Extract every line in the records below that contains the word "ground", and copy each one in full.
— Begin —
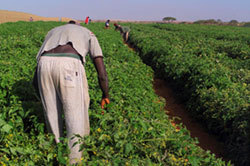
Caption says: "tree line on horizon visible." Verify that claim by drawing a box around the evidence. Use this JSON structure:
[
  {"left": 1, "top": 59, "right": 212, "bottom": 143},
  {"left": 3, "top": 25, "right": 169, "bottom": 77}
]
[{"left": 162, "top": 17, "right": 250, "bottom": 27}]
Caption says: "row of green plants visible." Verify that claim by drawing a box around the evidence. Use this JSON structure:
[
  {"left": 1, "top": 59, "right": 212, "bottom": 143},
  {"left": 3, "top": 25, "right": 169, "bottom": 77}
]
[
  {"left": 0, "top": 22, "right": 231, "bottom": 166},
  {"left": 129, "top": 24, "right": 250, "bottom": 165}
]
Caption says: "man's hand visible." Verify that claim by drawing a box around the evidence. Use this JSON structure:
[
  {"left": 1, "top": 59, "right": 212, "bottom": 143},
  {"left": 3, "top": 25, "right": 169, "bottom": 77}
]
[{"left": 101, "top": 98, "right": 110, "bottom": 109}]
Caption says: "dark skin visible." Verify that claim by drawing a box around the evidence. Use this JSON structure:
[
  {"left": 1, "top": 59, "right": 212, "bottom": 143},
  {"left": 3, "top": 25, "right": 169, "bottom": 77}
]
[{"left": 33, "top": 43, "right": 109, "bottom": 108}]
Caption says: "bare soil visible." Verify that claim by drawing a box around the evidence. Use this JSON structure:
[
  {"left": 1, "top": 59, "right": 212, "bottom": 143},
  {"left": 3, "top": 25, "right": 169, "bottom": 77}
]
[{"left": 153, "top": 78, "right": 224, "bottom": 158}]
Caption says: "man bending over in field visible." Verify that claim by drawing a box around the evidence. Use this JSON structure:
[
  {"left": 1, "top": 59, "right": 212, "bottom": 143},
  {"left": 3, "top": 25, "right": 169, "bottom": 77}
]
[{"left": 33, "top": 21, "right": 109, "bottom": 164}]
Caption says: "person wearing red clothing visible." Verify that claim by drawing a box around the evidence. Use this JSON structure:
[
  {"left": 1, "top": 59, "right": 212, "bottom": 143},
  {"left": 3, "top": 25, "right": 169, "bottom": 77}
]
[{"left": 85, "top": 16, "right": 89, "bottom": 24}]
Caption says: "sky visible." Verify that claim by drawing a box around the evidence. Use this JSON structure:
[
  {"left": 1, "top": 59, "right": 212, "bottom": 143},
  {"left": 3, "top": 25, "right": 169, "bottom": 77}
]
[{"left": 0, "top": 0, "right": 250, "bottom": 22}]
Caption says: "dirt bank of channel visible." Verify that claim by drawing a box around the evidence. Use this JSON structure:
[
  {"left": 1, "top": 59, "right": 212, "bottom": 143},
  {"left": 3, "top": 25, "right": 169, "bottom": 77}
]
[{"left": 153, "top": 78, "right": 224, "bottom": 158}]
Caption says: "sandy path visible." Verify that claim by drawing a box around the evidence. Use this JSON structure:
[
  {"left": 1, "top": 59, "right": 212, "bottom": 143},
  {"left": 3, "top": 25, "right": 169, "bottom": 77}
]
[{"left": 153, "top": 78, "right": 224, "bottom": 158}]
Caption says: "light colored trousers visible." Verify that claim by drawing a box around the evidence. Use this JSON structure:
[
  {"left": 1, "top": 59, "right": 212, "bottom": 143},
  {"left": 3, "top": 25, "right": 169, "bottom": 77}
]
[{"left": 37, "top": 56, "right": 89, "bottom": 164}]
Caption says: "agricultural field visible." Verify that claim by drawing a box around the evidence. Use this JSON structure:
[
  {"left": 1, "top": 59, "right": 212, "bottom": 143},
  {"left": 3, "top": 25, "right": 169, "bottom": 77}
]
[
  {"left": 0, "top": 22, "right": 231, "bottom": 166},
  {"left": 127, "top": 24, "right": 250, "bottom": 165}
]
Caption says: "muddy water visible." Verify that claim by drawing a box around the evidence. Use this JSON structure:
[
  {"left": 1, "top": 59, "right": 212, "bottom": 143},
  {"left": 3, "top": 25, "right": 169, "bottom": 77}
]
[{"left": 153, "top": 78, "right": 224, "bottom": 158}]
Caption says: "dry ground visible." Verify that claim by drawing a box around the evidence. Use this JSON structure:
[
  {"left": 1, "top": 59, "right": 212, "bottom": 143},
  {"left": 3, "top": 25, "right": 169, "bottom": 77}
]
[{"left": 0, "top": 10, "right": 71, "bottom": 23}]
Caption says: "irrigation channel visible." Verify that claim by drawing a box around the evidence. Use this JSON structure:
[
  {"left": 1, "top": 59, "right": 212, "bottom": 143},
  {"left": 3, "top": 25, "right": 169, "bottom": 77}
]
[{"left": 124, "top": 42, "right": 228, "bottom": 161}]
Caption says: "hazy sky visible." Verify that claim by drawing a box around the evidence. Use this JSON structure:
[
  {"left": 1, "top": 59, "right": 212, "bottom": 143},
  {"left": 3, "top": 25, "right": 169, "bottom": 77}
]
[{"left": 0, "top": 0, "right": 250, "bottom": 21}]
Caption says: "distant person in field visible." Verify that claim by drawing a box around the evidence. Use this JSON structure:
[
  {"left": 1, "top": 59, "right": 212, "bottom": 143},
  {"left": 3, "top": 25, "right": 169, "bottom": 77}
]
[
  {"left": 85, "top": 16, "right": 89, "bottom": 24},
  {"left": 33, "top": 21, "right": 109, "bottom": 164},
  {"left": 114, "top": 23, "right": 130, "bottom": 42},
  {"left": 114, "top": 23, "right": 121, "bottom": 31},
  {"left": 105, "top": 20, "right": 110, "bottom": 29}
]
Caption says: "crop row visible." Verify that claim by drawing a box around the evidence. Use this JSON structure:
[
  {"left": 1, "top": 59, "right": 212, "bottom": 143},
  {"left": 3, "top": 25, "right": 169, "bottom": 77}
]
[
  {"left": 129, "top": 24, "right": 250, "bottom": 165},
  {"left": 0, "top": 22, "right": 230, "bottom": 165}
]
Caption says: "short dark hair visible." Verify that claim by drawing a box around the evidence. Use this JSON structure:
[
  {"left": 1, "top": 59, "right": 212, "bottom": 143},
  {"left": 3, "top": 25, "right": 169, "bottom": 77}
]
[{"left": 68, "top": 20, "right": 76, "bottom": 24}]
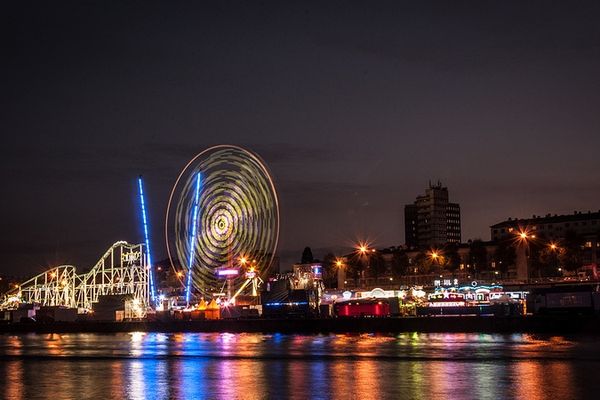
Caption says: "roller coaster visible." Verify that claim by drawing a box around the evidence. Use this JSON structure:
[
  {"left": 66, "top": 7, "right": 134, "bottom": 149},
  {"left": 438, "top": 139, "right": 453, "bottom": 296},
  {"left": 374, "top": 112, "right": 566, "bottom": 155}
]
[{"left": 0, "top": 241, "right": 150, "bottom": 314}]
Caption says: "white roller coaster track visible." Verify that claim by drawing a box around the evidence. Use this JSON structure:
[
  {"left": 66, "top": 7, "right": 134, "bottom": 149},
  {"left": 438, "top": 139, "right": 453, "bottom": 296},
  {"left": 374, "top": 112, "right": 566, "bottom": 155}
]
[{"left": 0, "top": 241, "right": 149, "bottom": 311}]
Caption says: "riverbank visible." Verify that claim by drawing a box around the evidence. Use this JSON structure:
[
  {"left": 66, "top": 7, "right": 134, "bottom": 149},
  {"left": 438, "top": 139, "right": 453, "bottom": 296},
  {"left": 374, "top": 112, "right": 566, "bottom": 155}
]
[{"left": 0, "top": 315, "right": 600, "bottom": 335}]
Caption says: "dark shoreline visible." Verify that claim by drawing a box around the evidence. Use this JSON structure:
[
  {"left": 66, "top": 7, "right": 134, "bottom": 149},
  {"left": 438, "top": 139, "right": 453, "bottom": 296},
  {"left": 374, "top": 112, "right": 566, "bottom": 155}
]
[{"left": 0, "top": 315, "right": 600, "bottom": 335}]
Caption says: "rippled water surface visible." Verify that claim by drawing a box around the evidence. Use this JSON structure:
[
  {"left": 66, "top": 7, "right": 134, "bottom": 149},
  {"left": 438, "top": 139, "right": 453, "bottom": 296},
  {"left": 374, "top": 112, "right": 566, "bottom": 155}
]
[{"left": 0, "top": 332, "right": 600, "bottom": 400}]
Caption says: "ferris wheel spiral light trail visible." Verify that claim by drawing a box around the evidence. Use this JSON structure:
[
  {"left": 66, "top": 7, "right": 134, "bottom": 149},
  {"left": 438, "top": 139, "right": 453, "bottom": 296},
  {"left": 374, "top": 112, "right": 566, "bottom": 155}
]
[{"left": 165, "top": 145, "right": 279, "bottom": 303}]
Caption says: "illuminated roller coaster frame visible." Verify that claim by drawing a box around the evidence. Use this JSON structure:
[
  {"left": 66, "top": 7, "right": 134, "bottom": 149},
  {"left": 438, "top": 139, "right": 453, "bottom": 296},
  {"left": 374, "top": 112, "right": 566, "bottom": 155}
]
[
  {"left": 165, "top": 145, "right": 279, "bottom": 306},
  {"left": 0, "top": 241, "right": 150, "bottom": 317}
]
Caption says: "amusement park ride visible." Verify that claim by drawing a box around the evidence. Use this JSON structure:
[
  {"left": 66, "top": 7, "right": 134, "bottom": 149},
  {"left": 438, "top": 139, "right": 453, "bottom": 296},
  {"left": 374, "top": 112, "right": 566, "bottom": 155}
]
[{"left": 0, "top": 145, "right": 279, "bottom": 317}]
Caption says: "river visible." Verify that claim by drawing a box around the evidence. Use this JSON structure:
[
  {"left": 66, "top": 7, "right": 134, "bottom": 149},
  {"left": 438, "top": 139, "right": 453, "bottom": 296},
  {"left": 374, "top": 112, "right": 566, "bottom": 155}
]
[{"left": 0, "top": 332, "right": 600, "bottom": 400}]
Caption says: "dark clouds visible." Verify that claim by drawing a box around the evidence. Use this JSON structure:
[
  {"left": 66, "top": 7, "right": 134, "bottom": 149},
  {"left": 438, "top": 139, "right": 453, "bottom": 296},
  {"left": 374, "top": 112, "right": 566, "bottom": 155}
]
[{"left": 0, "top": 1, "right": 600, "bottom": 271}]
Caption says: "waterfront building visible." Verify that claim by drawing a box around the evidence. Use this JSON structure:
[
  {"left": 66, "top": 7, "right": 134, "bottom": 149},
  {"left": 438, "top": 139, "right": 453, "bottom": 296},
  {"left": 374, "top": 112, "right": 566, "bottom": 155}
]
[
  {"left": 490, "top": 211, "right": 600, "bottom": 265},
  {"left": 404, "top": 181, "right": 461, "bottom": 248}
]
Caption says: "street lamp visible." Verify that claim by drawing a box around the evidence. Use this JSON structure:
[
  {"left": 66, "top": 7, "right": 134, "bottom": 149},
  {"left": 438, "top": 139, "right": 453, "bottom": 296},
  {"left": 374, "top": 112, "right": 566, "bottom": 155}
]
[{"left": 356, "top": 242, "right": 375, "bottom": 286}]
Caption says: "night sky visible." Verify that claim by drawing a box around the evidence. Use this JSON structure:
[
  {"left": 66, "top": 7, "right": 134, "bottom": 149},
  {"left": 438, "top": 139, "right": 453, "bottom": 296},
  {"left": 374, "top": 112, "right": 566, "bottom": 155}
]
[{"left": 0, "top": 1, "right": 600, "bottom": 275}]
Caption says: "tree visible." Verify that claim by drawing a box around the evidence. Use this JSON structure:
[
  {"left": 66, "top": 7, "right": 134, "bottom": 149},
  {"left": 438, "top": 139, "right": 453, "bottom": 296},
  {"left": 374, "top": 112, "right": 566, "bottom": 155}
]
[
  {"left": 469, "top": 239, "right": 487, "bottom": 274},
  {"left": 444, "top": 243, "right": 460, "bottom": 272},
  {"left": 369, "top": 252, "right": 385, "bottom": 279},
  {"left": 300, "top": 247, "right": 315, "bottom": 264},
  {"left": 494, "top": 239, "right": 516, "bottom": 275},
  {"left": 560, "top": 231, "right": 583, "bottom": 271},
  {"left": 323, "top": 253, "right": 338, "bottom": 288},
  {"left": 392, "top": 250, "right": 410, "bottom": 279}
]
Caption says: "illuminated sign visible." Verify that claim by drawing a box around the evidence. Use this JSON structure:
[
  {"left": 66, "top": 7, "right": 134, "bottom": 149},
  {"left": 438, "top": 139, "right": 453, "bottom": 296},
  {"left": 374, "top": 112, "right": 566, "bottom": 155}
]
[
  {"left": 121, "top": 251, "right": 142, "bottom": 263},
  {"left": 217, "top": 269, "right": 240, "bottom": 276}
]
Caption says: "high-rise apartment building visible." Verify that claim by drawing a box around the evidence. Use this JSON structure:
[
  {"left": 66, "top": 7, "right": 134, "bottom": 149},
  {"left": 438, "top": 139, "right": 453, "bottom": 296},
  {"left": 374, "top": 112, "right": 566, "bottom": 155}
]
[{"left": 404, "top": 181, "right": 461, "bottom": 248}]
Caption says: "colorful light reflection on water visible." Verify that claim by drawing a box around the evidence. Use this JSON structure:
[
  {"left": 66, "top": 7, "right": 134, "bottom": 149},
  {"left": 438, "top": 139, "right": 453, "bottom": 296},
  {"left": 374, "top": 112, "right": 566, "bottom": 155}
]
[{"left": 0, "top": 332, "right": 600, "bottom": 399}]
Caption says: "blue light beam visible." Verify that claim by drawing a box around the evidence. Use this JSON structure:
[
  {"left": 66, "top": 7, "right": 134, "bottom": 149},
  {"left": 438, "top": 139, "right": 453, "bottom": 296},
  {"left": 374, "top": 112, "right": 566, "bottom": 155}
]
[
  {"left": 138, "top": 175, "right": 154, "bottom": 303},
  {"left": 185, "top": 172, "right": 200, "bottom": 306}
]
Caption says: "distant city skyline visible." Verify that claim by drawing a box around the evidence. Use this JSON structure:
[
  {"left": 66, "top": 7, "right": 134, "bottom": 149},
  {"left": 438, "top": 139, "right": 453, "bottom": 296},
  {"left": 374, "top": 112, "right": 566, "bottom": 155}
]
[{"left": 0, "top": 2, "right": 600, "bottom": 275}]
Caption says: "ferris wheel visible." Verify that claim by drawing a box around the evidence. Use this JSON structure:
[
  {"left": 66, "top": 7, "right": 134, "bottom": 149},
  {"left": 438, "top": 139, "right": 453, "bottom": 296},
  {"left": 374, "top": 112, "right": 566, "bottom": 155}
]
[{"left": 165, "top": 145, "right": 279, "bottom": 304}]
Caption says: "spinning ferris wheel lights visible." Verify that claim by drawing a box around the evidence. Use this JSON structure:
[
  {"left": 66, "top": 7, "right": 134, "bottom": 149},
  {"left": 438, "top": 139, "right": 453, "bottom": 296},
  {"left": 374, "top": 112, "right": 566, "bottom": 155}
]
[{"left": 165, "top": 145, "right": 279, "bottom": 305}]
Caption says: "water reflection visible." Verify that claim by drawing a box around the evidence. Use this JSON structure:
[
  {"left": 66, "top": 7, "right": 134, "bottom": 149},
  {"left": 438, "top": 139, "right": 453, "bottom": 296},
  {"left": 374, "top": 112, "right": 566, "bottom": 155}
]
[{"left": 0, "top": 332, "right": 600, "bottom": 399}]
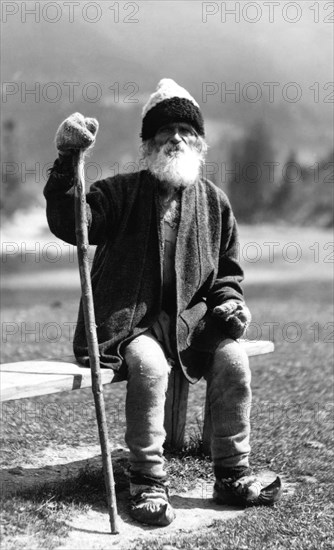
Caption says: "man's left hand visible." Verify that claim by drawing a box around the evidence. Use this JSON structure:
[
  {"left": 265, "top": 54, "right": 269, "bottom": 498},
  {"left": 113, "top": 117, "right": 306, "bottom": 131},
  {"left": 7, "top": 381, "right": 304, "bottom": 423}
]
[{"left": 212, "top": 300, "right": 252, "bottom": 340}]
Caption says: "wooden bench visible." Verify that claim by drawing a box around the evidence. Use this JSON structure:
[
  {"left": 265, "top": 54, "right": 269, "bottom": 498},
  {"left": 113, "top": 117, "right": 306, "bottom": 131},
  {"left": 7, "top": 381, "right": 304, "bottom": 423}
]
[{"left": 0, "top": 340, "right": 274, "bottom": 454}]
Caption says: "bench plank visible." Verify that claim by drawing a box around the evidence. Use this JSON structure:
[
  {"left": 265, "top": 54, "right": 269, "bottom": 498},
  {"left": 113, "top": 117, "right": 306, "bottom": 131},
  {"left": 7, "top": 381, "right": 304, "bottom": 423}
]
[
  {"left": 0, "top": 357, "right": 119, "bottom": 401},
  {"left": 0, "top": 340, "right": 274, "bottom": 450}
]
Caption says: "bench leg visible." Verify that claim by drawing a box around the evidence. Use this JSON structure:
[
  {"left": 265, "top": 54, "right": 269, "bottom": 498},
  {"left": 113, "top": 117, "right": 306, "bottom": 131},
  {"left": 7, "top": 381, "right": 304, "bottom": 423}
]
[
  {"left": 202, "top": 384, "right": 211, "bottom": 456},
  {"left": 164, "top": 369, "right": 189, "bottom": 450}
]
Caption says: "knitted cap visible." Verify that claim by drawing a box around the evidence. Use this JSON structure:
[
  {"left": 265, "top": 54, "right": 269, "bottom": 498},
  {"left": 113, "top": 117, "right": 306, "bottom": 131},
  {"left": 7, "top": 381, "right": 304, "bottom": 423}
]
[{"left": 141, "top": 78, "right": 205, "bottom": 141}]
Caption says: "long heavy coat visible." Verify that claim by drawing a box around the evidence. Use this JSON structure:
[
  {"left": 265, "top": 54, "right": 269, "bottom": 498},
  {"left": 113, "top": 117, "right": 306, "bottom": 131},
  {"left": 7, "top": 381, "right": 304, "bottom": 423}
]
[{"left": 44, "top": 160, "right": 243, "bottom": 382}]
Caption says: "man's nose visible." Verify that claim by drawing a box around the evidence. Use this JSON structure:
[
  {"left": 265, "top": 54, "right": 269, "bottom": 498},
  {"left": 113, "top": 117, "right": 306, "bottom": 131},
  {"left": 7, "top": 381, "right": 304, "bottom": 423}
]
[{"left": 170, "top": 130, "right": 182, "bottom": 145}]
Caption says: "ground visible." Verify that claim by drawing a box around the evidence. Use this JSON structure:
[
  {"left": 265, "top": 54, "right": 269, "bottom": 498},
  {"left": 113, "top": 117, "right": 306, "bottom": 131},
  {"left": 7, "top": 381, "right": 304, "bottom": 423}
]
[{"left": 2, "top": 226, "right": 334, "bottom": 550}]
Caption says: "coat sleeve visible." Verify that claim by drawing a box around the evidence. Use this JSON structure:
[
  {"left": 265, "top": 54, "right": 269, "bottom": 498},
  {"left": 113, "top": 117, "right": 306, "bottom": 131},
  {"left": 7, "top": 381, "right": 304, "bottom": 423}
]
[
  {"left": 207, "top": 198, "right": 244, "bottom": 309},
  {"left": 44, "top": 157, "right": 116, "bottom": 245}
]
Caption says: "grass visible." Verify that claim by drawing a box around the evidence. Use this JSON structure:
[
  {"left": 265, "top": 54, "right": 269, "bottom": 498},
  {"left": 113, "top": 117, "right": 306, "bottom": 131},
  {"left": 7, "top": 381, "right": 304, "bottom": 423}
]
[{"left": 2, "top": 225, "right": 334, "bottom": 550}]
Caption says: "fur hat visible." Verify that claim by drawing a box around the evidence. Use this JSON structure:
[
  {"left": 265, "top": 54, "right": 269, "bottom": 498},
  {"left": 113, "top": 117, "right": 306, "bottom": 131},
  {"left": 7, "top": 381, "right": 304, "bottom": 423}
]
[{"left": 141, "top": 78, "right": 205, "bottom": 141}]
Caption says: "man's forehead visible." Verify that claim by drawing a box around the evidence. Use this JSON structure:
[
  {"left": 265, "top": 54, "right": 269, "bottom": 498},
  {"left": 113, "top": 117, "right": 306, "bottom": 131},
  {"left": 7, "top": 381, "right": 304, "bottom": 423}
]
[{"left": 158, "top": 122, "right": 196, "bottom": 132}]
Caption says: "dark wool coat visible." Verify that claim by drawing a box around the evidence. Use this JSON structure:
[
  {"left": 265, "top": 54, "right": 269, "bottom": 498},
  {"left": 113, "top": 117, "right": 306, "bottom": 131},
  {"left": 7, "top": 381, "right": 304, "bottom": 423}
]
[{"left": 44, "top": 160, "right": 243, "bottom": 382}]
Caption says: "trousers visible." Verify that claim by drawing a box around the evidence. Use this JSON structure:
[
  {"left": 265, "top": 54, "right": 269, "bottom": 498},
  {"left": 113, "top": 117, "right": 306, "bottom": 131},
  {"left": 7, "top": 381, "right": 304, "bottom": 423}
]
— End —
## [RESULT]
Caption says: "dry ground visible." Verify that claim by drawing a box around the evidence. Use this JSON structure:
Caption says: "ground visible." Verify that claim by drawing a box around the evidence. Use this JSON structure:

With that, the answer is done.